Copy out every item below word for word, with no changes.

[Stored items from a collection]
■ ■ ■ ■ ■ ■ ■

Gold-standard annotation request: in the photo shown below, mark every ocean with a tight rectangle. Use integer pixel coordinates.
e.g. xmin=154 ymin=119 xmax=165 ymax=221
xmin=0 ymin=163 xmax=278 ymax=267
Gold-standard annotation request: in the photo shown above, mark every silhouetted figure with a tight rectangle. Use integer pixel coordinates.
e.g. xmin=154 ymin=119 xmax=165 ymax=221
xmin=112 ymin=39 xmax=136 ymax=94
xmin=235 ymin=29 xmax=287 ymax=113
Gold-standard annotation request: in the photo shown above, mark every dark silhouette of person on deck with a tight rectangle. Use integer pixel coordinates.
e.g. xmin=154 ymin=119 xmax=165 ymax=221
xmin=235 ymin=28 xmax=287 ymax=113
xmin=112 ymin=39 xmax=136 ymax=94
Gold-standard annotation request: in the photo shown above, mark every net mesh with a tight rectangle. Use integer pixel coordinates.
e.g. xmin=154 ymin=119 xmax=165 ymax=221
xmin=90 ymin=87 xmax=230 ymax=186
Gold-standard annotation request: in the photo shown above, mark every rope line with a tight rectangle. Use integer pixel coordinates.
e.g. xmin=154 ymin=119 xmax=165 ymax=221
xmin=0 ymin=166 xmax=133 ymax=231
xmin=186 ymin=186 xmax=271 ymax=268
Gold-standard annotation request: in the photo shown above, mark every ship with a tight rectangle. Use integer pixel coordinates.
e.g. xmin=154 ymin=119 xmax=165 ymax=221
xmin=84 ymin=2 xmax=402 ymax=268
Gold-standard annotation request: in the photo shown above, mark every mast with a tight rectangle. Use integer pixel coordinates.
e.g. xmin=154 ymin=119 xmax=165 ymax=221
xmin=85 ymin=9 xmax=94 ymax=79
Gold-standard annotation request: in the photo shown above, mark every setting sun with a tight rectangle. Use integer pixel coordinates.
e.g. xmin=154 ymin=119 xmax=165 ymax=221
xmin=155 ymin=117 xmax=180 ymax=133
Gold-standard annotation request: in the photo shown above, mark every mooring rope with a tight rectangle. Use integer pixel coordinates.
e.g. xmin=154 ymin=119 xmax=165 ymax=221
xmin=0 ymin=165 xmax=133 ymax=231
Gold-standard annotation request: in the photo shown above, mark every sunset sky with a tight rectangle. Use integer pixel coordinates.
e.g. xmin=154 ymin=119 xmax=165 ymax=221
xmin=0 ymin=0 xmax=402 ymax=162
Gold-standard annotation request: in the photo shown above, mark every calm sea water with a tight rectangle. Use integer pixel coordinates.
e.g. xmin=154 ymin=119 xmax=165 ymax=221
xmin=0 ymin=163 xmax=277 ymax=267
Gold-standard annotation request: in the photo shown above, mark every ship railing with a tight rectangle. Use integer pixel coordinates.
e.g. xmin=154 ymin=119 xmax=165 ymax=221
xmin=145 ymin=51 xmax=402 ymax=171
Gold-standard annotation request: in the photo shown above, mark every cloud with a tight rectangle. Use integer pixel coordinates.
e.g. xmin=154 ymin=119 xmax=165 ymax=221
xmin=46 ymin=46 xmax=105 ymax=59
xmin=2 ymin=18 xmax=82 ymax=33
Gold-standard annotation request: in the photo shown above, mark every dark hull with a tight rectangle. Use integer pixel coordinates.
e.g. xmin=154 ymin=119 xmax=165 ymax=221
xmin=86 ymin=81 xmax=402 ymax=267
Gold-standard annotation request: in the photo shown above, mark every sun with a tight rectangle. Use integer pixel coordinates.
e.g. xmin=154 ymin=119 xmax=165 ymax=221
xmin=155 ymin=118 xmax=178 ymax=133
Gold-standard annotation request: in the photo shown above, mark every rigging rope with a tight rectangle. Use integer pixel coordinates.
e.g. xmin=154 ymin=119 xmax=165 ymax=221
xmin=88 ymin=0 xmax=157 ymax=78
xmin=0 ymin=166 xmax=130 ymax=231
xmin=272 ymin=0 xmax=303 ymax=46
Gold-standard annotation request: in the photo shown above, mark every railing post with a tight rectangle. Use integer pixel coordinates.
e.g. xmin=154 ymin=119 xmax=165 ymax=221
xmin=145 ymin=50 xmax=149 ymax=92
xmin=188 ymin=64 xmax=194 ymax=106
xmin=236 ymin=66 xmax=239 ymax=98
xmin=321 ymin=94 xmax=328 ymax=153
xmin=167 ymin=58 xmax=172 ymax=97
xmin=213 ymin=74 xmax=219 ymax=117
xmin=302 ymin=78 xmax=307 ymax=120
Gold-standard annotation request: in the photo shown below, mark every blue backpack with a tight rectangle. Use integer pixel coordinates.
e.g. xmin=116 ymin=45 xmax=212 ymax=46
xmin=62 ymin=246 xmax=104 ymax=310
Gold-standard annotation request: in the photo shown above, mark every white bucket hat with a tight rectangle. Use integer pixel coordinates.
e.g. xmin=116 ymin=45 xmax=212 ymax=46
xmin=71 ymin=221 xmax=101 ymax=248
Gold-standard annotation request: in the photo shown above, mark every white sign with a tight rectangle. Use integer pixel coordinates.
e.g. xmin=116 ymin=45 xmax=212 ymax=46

■ ■ ■ ■ ■ ■ ■

» **Solution below**:
Gold-standard annotation request: in the photo shown below, mark every ocean with a tight rectangle. Use integer pixel coordinates.
e.g. xmin=154 ymin=119 xmax=165 ymax=221
xmin=0 ymin=163 xmax=278 ymax=267
Gold-standard annotation request: in the photo shown above, mark every silhouetted figure with a tight rectangle. Use integer pixel coordinates.
e.g. xmin=154 ymin=119 xmax=165 ymax=221
xmin=112 ymin=39 xmax=136 ymax=94
xmin=235 ymin=29 xmax=287 ymax=113
Gold-standard annotation request: in the photo shown above, mark every dark silhouette of person on deck with a tight rectangle. Use integer pixel coordinates.
e.g. xmin=154 ymin=119 xmax=165 ymax=221
xmin=235 ymin=28 xmax=287 ymax=113
xmin=112 ymin=39 xmax=136 ymax=94
Gold-standard annotation request: in the photo shown above, mark every net mesh with a tight rectangle. Use integer pixel coordinates.
e.g. xmin=154 ymin=119 xmax=165 ymax=221
xmin=90 ymin=87 xmax=230 ymax=186
Gold-standard annotation request: in the photo shown above, mark every rope line with a tight rectangle. Use integer pixel coordinates.
e.g. xmin=154 ymin=119 xmax=165 ymax=221
xmin=0 ymin=166 xmax=133 ymax=231
xmin=186 ymin=186 xmax=271 ymax=268
Gold-standard annotation request: in the photo shown above, mark every ship with a tight rectangle. Use integer pixel coordinates.
e.g. xmin=154 ymin=119 xmax=165 ymax=221
xmin=84 ymin=2 xmax=402 ymax=268
Gold-standard annotation request: in the photo shown above, mark every mast with a tight rectangle. Use integer pixel coordinates.
e.g. xmin=154 ymin=119 xmax=165 ymax=221
xmin=85 ymin=9 xmax=94 ymax=79
Gold-standard annotation request: in the photo shown above, mark every setting sun with a tight rectangle. Use integer pixel coordinates.
e.g. xmin=154 ymin=119 xmax=165 ymax=221
xmin=155 ymin=117 xmax=180 ymax=133
Gold-standard annotation request: in the photo shown above, mark every mooring rope with a tight rectangle. Use integer pixel coordinates.
e.g. xmin=154 ymin=119 xmax=165 ymax=221
xmin=0 ymin=165 xmax=133 ymax=231
Gold-standard annotation request: in the photo shown above, mark every sunset sky with a tight rectangle. Use integer pixel coordinates.
e.g. xmin=154 ymin=119 xmax=165 ymax=221
xmin=0 ymin=0 xmax=402 ymax=162
Gold-standard annotation request: in the photo shown above, mark every calm sea water with a tight rectangle. Use integer pixel coordinates.
e.g. xmin=154 ymin=119 xmax=165 ymax=221
xmin=0 ymin=163 xmax=277 ymax=267
Gold-standard annotation request: in the photo shown above, mark every ship railing with a tight rectangle. Use integer pixel coordinates.
e.g. xmin=154 ymin=119 xmax=165 ymax=221
xmin=145 ymin=51 xmax=402 ymax=171
Gold-standard annotation request: in the photo shown above, mark every cloud with a tight rectangle. Use integer pixel coordinates.
e.g. xmin=154 ymin=119 xmax=165 ymax=221
xmin=46 ymin=46 xmax=105 ymax=59
xmin=2 ymin=18 xmax=82 ymax=33
Gold-standard annotation request: in the photo shown above, mark every dark hull with a tight rectangle. Use integer pixel coordinates.
e.g. xmin=154 ymin=119 xmax=165 ymax=221
xmin=86 ymin=81 xmax=402 ymax=267
Gold-standard annotation request: in the photo shown above, mark every sun with a tight rectangle. Use integer pixel coordinates.
e.g. xmin=154 ymin=119 xmax=165 ymax=221
xmin=155 ymin=118 xmax=178 ymax=133
Gold-standard annotation request: in the photo shown above, mark every rigging rope with a tight rectangle. Use integer pixel coordinates.
e.g. xmin=154 ymin=119 xmax=165 ymax=221
xmin=88 ymin=0 xmax=157 ymax=78
xmin=0 ymin=166 xmax=130 ymax=231
xmin=272 ymin=0 xmax=303 ymax=46
Gold-standard annotation request: in the photo shown above, mark every railing post with a tight rectangle. Use integer pixel coordinates.
e.g. xmin=154 ymin=119 xmax=165 ymax=221
xmin=145 ymin=50 xmax=149 ymax=92
xmin=188 ymin=64 xmax=194 ymax=106
xmin=236 ymin=66 xmax=239 ymax=98
xmin=321 ymin=94 xmax=328 ymax=153
xmin=167 ymin=58 xmax=172 ymax=97
xmin=213 ymin=74 xmax=219 ymax=117
xmin=302 ymin=78 xmax=307 ymax=120
Gold-standard annotation request: in the photo shown below, mark every blue backpack with a tight rectangle. Use integer pixel coordinates.
e.g. xmin=116 ymin=45 xmax=212 ymax=46
xmin=62 ymin=246 xmax=104 ymax=310
Gold-standard annotation request: in the photo shown above, mark every white bucket hat with a tight rectangle. Use integer pixel coordinates.
e.g. xmin=116 ymin=45 xmax=212 ymax=46
xmin=71 ymin=221 xmax=101 ymax=248
Gold-standard annotation request: in the photo shown above, mark every white sign with a tight rectangle. Use integer pixel coordinates.
e.g. xmin=116 ymin=45 xmax=212 ymax=46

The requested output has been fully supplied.